# [Instruções do exercício]
Traduza para o inglês esta frase do trecho sobre os neandertais: "Recentemente, três estudos publicados na revista Nature trouxeram novas evidências, que tentam esclarecer esse intrigante capítulo da história humana."

------ Trecho selecionado

Ferramentas de pedra e ossos indicam que o Homo sapiens ocupou o norte da Europa muito antes do desaparecimento dos neandertais.

Humanos modernos e neandertais conviveram por milênios, sugerem artefatos -

Imagem: Escavação na aldeia alemã de Ranis (Marcel Weiss)

Há mais de 45.000 anos, pequenos grupos de caçadores, perseguiram cavalos, renas e mamutes por vastas extensões de tundra no norte da Europa, enfrentando condições severas durante a última era do gelo

Por mais de um século, arqueólogos analisam vestígios deixados por esses grupos em alguns locais da Europa, para tentar descobrir se eles eram os últimos neandertais ou os primeiros humanos modernos a explorar o norte do continente.

Recentemente, três estudos publicados na revista Nature trouxeram novas evidências, que tentam esclarecer esse intrigante capítulo da história humana.

Um dos trabalhos destaca a recente descoberta de fragmentos de ossos de hominídeos em uma caverna na vila de Ranis, na Alemanha, entre 2016 e 2022 (SMITH, 2024)

------------
------ Entradas

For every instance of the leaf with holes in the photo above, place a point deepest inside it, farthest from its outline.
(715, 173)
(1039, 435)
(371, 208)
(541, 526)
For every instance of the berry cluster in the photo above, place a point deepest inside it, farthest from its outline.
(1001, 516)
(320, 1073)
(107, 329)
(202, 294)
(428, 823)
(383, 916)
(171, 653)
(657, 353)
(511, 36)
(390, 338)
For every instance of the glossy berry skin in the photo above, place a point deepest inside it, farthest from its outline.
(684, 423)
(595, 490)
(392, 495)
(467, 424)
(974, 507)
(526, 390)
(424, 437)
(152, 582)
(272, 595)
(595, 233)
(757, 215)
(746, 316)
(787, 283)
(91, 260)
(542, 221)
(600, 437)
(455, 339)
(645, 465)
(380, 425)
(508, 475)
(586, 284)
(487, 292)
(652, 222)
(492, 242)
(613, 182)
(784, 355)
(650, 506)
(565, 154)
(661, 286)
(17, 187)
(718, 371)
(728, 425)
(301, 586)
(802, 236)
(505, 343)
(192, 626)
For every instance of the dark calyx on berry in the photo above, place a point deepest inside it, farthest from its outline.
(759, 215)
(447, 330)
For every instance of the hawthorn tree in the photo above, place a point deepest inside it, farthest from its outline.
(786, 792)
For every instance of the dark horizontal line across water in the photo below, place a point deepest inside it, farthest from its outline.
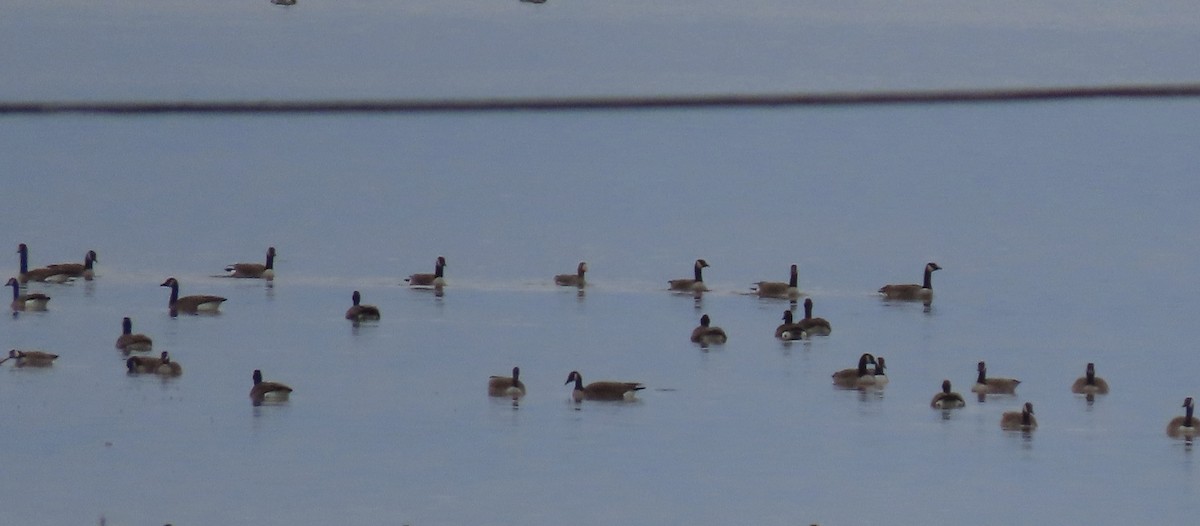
(615, 102)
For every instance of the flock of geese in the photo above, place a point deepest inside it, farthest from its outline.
(869, 374)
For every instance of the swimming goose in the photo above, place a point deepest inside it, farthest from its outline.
(262, 390)
(912, 292)
(601, 390)
(256, 270)
(507, 386)
(778, 288)
(30, 358)
(1090, 383)
(947, 399)
(31, 302)
(132, 342)
(694, 285)
(436, 280)
(814, 327)
(361, 312)
(703, 334)
(1019, 420)
(993, 386)
(573, 280)
(1186, 425)
(858, 376)
(190, 304)
(789, 329)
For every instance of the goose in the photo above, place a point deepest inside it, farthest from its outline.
(694, 285)
(947, 399)
(817, 327)
(856, 377)
(190, 304)
(573, 280)
(912, 292)
(256, 270)
(262, 390)
(361, 312)
(789, 329)
(507, 386)
(1019, 420)
(31, 302)
(1183, 426)
(436, 280)
(30, 358)
(1090, 383)
(131, 342)
(778, 288)
(703, 334)
(603, 390)
(993, 386)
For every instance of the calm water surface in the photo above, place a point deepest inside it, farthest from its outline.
(1067, 233)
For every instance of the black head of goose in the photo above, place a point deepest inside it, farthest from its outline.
(132, 342)
(255, 270)
(436, 280)
(30, 302)
(573, 280)
(696, 284)
(912, 291)
(190, 304)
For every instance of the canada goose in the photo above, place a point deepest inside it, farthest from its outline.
(1090, 383)
(790, 330)
(361, 312)
(30, 358)
(1183, 426)
(263, 389)
(778, 288)
(507, 386)
(601, 390)
(161, 365)
(993, 386)
(436, 280)
(573, 280)
(703, 334)
(131, 342)
(190, 304)
(694, 285)
(1019, 420)
(858, 376)
(912, 292)
(265, 272)
(946, 399)
(814, 327)
(31, 302)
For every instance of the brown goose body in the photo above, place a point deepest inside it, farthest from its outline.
(912, 291)
(507, 386)
(706, 334)
(358, 312)
(780, 290)
(573, 280)
(857, 377)
(696, 284)
(1090, 383)
(255, 270)
(30, 302)
(1019, 420)
(190, 304)
(129, 341)
(603, 390)
(947, 399)
(430, 280)
(985, 384)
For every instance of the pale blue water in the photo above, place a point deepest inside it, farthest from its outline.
(1067, 233)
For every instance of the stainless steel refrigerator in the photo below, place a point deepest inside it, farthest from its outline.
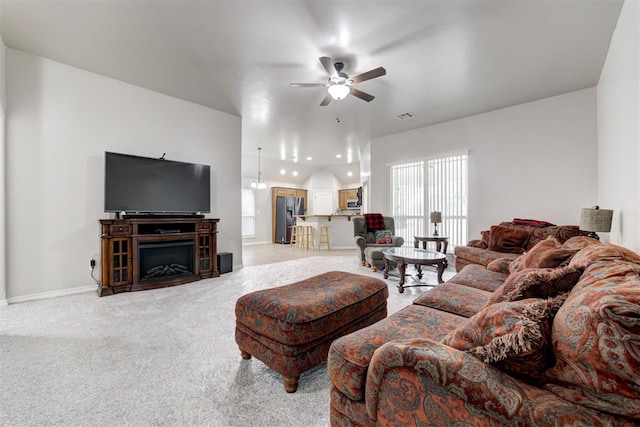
(286, 210)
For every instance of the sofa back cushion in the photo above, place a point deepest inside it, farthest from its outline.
(536, 283)
(548, 253)
(561, 232)
(596, 337)
(507, 239)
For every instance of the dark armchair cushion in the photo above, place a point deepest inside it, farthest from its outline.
(374, 222)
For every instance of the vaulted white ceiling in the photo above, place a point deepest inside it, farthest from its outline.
(444, 60)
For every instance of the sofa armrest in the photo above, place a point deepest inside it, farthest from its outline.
(423, 380)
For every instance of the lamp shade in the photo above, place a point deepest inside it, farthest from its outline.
(594, 219)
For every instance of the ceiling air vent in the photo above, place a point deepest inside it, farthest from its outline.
(405, 116)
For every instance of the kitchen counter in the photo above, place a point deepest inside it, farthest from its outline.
(327, 217)
(340, 229)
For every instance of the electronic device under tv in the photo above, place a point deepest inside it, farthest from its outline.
(142, 185)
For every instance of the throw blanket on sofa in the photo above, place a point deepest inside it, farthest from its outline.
(374, 222)
(532, 222)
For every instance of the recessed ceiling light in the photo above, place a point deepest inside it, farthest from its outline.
(406, 115)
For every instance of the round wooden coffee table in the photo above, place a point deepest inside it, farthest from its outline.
(419, 257)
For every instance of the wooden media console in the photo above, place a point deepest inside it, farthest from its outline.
(149, 253)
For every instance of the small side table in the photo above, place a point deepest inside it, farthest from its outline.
(442, 243)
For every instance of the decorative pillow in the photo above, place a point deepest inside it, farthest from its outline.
(383, 236)
(501, 265)
(507, 239)
(536, 283)
(513, 336)
(547, 253)
(374, 222)
(476, 243)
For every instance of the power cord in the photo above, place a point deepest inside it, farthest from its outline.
(92, 264)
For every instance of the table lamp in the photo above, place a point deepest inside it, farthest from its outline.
(595, 219)
(436, 218)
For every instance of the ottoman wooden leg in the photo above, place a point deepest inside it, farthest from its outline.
(290, 384)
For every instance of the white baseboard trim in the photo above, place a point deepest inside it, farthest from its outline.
(247, 243)
(52, 294)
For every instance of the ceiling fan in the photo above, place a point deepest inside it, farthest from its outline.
(340, 84)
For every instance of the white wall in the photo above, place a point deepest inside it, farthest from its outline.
(60, 121)
(619, 129)
(3, 206)
(534, 160)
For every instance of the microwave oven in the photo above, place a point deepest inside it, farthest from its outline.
(352, 204)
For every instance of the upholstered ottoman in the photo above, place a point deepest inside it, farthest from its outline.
(290, 328)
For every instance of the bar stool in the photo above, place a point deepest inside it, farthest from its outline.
(308, 240)
(294, 241)
(323, 237)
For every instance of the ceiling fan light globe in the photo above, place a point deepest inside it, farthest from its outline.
(339, 92)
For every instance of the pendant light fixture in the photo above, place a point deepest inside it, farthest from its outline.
(259, 184)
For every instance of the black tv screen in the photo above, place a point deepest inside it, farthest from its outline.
(146, 185)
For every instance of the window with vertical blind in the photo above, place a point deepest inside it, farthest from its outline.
(421, 187)
(248, 213)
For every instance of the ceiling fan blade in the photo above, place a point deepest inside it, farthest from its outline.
(362, 95)
(372, 74)
(327, 63)
(307, 84)
(327, 99)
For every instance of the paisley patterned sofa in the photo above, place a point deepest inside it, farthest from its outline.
(503, 345)
(483, 251)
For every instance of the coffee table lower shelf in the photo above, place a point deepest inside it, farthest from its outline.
(419, 257)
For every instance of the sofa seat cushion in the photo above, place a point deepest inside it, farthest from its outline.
(349, 356)
(454, 298)
(480, 256)
(476, 276)
(513, 336)
(596, 337)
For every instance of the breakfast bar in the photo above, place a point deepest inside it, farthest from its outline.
(340, 228)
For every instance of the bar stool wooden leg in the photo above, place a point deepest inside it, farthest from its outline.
(323, 237)
(294, 236)
(309, 240)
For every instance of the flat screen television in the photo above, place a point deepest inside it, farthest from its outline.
(135, 184)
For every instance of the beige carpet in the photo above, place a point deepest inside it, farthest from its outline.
(158, 357)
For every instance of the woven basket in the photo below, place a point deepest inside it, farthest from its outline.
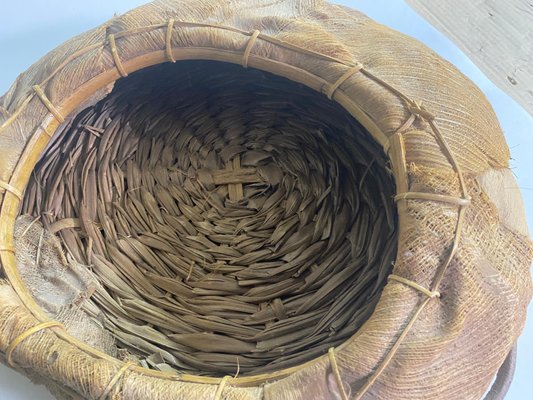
(279, 200)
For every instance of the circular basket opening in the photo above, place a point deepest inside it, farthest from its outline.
(229, 219)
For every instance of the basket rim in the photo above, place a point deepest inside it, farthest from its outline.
(393, 146)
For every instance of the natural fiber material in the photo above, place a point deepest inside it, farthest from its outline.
(256, 275)
(188, 151)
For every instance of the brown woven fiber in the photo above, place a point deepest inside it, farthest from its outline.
(256, 200)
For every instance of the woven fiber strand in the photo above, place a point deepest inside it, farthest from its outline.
(461, 235)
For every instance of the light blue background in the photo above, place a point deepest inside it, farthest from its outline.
(31, 28)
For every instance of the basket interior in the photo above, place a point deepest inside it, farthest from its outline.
(230, 219)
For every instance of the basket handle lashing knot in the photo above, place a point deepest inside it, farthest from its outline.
(418, 109)
(220, 389)
(168, 41)
(249, 46)
(344, 77)
(336, 373)
(116, 58)
(48, 104)
(11, 189)
(112, 383)
(23, 336)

------------

# [Resposta]
Recently, three studies published in the journal Nature brought new evidence that seeks to shed light on this intriguing chapter of human history.